(WHAT TO WORK ON) Exactly the line that contains "Objective — one point per instance of the utility" and the lines following it to the end of the data are to be reproduced, and nothing more.

(Stored data)
· · · ·
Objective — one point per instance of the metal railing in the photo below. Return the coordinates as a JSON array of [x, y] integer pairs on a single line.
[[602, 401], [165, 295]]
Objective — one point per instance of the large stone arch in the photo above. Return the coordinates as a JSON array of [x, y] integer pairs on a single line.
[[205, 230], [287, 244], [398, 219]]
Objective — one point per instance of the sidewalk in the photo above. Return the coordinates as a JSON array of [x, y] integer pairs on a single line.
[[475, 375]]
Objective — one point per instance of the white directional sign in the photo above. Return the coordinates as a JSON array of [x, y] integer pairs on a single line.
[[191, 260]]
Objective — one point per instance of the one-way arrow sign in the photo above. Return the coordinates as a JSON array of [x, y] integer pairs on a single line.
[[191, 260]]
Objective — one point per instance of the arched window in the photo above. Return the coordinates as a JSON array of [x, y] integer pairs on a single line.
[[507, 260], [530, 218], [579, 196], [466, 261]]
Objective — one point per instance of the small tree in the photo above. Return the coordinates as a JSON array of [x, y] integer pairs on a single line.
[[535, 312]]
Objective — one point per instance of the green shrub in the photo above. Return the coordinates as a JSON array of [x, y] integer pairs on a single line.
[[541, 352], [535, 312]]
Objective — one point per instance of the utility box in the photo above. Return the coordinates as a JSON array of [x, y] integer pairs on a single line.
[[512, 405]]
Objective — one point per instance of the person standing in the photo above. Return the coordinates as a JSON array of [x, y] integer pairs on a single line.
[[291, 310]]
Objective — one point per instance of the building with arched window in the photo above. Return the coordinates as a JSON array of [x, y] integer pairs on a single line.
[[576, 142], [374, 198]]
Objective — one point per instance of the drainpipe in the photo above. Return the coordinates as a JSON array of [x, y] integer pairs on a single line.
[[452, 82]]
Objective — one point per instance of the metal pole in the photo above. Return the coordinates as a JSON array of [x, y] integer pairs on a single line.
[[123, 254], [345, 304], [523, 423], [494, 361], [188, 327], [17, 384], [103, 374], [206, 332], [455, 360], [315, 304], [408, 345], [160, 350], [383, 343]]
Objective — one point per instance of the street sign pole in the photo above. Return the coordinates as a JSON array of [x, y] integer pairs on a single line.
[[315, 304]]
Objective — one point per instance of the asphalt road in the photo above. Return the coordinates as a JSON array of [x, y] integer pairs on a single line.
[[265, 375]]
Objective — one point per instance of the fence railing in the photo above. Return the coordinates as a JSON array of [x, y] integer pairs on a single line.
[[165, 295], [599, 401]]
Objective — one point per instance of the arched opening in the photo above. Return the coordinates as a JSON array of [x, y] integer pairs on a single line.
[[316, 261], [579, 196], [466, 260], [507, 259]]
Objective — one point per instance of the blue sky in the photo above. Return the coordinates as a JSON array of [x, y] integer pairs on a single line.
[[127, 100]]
· · · ·
(ANSWER)
Objective — one point per instance of the utility box in the photo above. Return the coordinates as a JSON array of [x, y] integer pairs on a single line.
[[512, 405]]
Objective — one point per instance of the person standing in the photo above. Return the coordinates as a JSON array of [x, y] integer pairs on a single line.
[[291, 310]]
Objective — one point per instance of the building with arched window in the photo above. Return the coordinates as a JSON array of [x, y] integer pairs on a single line.
[[576, 142], [374, 198]]
Objective — one point per instance of the drainpipe in the photo above. Return the coordinates as a JSON array of [x, y] integer pairs on a single line.
[[452, 82]]
Objective — one point per instance of the metal pole in the photo above. Return the coordinates as a JSON array of [x, y] integer pairs on a single line.
[[123, 254], [345, 304], [523, 423], [494, 361], [188, 327], [17, 384], [103, 374], [206, 332], [455, 360], [315, 304], [408, 345], [160, 350], [383, 343]]
Objective — one point per instance of the street sign pole in the photo above. Return the coordinates as a JSON array of [x, y] integer pairs on a single line.
[[315, 304]]
Objective — one point per instance of the asphalt road in the photo above. Return the coordinates as a JSON array of [x, y] integer pairs on a single line.
[[265, 375]]
Objective — one point per instance of the fence railing in the photo above. Return the coordinates as a JSON array of [x, y] integer pairs on a single line.
[[165, 295], [599, 401]]
Objective — one point per instance of the arched opening in the photo above. Return the coordinates as a JSON array of [x, y] integer pairs on a single line.
[[316, 261], [579, 196], [466, 260], [507, 259]]
Objective — one point per instance of the blue sky in the photo above. Return the coordinates as a JSON array of [x, y] integer pairs on a single line.
[[127, 100]]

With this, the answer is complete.